→ **WHAT NEEDS TO BE DONE**
Copy the entries out again in full.

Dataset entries
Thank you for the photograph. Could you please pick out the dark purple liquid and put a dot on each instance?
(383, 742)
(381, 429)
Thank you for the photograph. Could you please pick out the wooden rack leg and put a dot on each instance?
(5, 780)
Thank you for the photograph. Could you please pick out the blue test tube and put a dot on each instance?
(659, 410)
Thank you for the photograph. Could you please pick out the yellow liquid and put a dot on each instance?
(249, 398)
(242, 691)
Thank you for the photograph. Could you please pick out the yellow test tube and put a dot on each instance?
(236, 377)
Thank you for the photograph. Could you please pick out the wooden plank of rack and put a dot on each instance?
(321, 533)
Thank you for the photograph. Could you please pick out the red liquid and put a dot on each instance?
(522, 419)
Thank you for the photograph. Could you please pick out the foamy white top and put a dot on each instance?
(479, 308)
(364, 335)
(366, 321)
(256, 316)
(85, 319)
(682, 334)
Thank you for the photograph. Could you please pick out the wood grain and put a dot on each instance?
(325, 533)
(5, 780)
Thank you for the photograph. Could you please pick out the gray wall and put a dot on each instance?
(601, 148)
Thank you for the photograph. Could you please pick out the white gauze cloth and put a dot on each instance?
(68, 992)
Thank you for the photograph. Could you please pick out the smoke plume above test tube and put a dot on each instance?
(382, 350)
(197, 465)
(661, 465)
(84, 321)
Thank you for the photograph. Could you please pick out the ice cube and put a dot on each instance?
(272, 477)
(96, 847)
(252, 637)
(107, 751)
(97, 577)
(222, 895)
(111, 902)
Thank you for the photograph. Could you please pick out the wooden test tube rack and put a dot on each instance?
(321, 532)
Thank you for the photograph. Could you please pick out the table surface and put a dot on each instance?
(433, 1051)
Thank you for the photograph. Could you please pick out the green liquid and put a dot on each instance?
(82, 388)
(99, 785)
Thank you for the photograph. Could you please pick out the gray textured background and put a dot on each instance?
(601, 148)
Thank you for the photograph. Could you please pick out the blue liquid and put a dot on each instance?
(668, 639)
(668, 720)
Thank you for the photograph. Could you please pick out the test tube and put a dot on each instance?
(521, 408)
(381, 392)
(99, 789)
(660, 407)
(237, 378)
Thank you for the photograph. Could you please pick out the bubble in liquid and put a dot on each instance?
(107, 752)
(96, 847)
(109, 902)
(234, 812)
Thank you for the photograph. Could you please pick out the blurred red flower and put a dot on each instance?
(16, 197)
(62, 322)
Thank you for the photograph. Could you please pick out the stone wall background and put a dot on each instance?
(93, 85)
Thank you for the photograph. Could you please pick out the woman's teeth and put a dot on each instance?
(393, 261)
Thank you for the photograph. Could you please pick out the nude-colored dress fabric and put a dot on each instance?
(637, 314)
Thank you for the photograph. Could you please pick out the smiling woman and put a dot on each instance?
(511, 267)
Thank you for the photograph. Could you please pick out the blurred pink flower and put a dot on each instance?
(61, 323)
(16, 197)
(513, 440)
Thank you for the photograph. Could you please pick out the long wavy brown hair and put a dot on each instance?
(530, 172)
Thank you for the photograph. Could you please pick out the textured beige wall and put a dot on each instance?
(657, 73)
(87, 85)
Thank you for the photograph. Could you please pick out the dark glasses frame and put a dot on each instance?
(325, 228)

→ **OUTPUT OF THE TASK**
Thank you for the photograph. Could you please pick out the dark purple liquid and put a dot on each instance?
(383, 742)
(381, 429)
Thank you for the photograph. Could you please pick out the wooden rack leg and put a dot on each instance?
(5, 780)
Thank you for the photograph. Could you please pick out the blue test tube and put a dot on each instance?
(659, 410)
Thank you for the photograph. Could you please pick out the yellow liquid and put a dot on each instance?
(249, 398)
(242, 691)
Thank you for the photograph. Could you please pick out the yellow test tube and put a dot on each instance?
(236, 377)
Thank you for the photograph. Could you please pick out the wooden plank of rack and put a dot on each instance?
(321, 533)
Thank you for the photograph. Could you please pick out the red liquid and put a dot on each instance?
(522, 419)
Thank you for the photograph. Could you please pick out the foamy white top and put a dot on each instance?
(479, 308)
(364, 335)
(366, 321)
(256, 316)
(85, 319)
(682, 334)
Thank you for the photograph. Could you please pick out the wood grain and put a dot on each instance?
(325, 533)
(5, 780)
Thank you for the photograph. Could you please pick out the gray wall and put a dot on each instance?
(601, 148)
Thank you for the photograph. Could you please pick out the white gauze cloth and put a dot on each instance?
(68, 992)
Thank you for the photograph. Could you please pick out the smoke plume above test tube and put a dot on each instance?
(382, 350)
(197, 465)
(661, 465)
(84, 321)
Thank you for the photograph. Could you please pick out the ice cube and put a dot on each instance?
(272, 477)
(96, 847)
(252, 637)
(107, 751)
(97, 577)
(222, 895)
(111, 902)
Thank you for the photograph. Could you please pick out the wooden test tube rack and put a dot on each instance?
(321, 532)
Thank you for the photograph. Could you please pick out the table surface and put a dot on each instance?
(433, 1051)
Thank you for the photograph. Could you please pick out the green liquid and put a dot on each instance?
(82, 388)
(99, 785)
Thank you for the photograph. Could you please pick out the gray textured background and put a dot on each instance?
(601, 148)
Thank you for the photograph. Could you please pick out the blue liquid and put a dot on each instance?
(668, 639)
(668, 720)
Thank you for the photograph. Could you please pick out the test tube and put a dot on each instance?
(521, 408)
(381, 392)
(99, 789)
(660, 407)
(237, 378)
Thank you for the photograph. Could you please pick out the bubble in liquid and put a dot on each instance?
(107, 752)
(96, 847)
(109, 902)
(234, 812)
Thank you for the photograph. Could you please pick out the blurred red flower and put a dot on each instance?
(16, 197)
(62, 322)
Thank you for the photograph. Could you please pick out the stone wall background and put a dot on each instance?
(93, 85)
Thank you for the photograph. Could you please pick out the woman's teeth and put a dot on each instance?
(393, 261)
Thank you for the photograph. Could you please pick out the nude-colored dress fabric and put a dot on each instance?
(637, 314)
Thank you for the photograph. Could you please pick out the smiling woman and put a dot on each instance?
(511, 267)
Thank you for the photograph. Could you please pick out the blurred pink flower and put a dot on each instance?
(61, 323)
(16, 197)
(513, 440)
Thank you for the photograph. Could you please pick out the long wavy brown hair and put a dot on each instance?
(530, 172)
Thank you for the photograph. Could you please pick out the textured beige wall and put a dot on each instance?
(657, 73)
(87, 85)
Thank you for the photograph. Could you please pick out the dark glasses frame and put a dot on each instance?
(325, 228)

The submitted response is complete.